(Data entries)
▶
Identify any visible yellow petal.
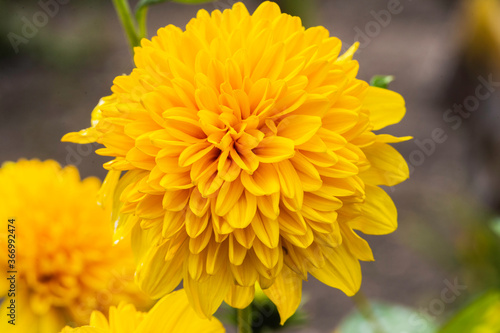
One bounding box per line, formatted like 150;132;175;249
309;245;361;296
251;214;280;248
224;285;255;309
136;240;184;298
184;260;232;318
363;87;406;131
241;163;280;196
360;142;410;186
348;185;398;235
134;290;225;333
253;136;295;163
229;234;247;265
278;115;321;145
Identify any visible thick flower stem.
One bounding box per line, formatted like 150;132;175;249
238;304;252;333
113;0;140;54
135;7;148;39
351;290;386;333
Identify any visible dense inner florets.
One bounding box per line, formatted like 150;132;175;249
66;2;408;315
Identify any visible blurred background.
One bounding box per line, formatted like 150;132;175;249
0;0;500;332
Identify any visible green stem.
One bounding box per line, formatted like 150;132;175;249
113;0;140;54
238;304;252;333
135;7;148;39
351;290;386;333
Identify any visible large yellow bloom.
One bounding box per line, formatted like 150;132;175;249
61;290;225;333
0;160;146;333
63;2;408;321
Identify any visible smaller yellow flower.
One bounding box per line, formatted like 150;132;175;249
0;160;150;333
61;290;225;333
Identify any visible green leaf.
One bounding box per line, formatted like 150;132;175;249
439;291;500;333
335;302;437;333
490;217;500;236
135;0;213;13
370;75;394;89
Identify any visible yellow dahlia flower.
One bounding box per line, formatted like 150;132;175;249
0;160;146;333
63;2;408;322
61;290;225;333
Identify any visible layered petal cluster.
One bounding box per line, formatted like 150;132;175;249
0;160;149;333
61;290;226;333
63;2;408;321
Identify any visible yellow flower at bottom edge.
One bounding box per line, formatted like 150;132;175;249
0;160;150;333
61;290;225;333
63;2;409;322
◀
▶
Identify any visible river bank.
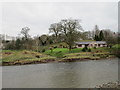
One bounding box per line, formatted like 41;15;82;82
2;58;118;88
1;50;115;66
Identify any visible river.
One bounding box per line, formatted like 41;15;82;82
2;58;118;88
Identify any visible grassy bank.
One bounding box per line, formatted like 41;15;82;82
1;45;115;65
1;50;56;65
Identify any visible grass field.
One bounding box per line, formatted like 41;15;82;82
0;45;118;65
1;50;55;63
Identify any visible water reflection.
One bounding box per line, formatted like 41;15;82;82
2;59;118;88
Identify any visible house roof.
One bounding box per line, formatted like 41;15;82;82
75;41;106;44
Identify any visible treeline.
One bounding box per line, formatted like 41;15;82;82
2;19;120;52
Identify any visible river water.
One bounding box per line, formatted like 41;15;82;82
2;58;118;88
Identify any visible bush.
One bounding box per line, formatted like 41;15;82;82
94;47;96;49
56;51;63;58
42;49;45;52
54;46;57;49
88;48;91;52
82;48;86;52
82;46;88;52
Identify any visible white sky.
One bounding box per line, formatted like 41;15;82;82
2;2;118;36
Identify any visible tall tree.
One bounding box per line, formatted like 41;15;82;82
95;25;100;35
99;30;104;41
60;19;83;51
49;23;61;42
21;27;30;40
◀
§ What the task requires
Reproduce the lines of the data entries above that lie between the line containing "Identify any visible tall tree." and the line containing "21;27;30;40", inclusive, without changing a character.

§ The solution
Identify any visible tall tree.
One bounding box per line, formatted like 41;15;82;82
95;25;100;35
99;30;104;41
60;19;83;51
49;23;61;42
21;27;30;40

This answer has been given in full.